- Requirement
Update the records below by changing every occurrence of "photo" to "image" and leaving all other text as it is. Omit the pictures from your output.

— START OF Material —

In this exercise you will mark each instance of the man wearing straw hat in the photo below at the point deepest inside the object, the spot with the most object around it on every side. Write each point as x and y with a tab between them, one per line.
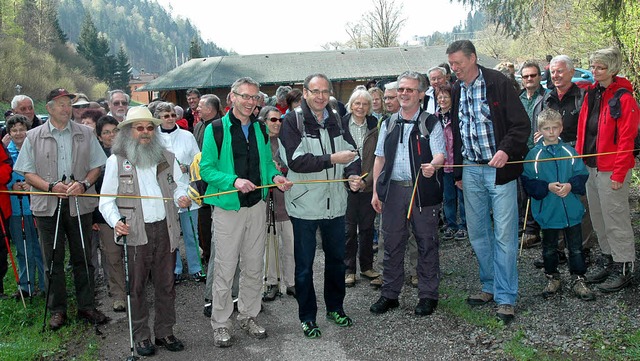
52	152
140	166
236	159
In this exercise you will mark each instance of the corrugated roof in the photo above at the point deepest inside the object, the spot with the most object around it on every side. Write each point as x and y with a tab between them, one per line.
352	64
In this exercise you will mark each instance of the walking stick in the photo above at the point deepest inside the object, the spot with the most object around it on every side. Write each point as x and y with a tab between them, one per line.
13	262
84	252
128	289
24	239
53	253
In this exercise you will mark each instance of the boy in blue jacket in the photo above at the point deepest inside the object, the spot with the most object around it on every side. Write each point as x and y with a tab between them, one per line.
555	187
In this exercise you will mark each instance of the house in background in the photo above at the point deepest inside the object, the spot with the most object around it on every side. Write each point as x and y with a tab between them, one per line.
346	68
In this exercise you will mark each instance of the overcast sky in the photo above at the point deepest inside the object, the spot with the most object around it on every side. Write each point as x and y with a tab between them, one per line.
262	26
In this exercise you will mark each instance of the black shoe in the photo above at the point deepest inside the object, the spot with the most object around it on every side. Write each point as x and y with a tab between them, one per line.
145	348
171	343
426	306
383	305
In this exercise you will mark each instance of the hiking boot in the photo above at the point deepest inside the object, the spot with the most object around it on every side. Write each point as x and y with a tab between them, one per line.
311	329
479	299
271	293
619	278
221	337
505	313
448	234
581	290
553	286
530	240
601	275
461	235
253	329
350	280
340	318
370	274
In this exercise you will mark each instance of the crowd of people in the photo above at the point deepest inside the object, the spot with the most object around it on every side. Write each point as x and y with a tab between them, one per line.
460	153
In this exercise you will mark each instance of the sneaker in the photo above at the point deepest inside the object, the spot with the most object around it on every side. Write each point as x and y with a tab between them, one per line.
448	234
350	280
461	235
581	290
221	337
480	298
370	274
340	318
553	286
505	313
199	277
271	293
253	329
311	329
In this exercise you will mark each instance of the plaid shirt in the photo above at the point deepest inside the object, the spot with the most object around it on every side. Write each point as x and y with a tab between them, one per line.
476	128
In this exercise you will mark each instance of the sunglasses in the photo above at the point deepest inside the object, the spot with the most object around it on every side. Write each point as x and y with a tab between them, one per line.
148	128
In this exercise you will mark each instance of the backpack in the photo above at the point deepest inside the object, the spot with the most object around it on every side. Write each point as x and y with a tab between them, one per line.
616	112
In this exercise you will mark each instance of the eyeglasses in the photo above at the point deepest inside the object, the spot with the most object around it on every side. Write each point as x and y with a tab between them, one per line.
407	90
317	92
148	128
248	97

— END OF Material —

- Worked solution
In this exercise you will mark each instance of the man wearing straw hat in the image below at the point deepest inside the object, the spot with the most object around it on every side. Write each point as x and y with a tab between them, one per line.
52	152
140	166
236	159
In this exercise you will mark each instance of the corrugated roof in the image above at the point deepest inside the object, the spot with the most object around it on every side. Write each point as x and y with a tab between them, one per line.
352	64
In this exercise you will mark each instance of the walking stick in the image above at the point deepest inside the object, the spot with the most object around it on every side. Write each point as x and y with a tab between them, one per line.
13	262
84	252
128	289
24	239
53	253
In this exercise you will mark each instance of the boy in blue jacket in the image above at the point deepest inside the object, the spot with the most object around it on every side. Write each point as x and y with a tab between them, one per line.
555	187
In this exercise you will mark each instance of the house in background in the image above at the point deepest inside the object, the spot with the most object around it on every side. Write each point as x and y with a tab between them, one per line.
346	68
In this exercise you will mark each instance of the overcast sky in the image above at the point deepest inside the object, the spot with the most object around it on every side. Write each point as x and y with a tab between them, one per line.
262	26
In this exercise you will mark each instance of the black shoe in the image above at the point deepest inside the object, the spot with the most object around it on every side. Write each point as x and y with a tab between them, one per line.
145	348
171	343
426	306
383	305
In this exercise you will mark each instance of the hiking boot in the image above at the point deepest inside the object, the spot with the most object around it on every side. Write each point as x and y with a tab between them, one per line.
311	329
479	299
271	293
619	278
221	337
505	313
448	234
581	290
553	286
530	240
601	275
461	235
253	329
350	280
340	318
370	274
In this exercise you will mark each instance of the crowd of people in the image above at the point deepest inside the object, the spot with the most object around it on every side. Write each point as x and y with a tab between them, one per line.
460	153
In this exercise you will mark each instance of the sneaker in the image above at the point deepest inside the object, the spot with the most object around it on every side. Write each point as x and y with a tab between them, one per line.
448	234
350	280
461	235
581	290
221	337
480	298
370	274
340	318
553	286
505	313
199	277
271	293
253	329
311	329
In this exercise you will mark each instance of the plaid shirt in the image above at the point deepest inside the object, the spot with the most object around it on every side. Write each point as x and y with a tab between them, one per line.
476	128
In this exercise you will mark each instance of the sunglasses in the image above at the point deepest inside the object, the spot with the most object around it on every side. Write each point as x and y with a tab between them, one per line.
148	128
In this exercise you will mark each instance of the backpack in the image above at the point deepest inside the object, the spot with the most object around it on every side. Write each point as x and y with a tab between them, one per line.
616	112
In this exercise you will mark each instance of the eyeglasses in the image above at the point deepest inside the object, the spot with the most object around it on every side. Write each point as x and y with a tab between them, one per line.
407	90
317	92
148	128
248	97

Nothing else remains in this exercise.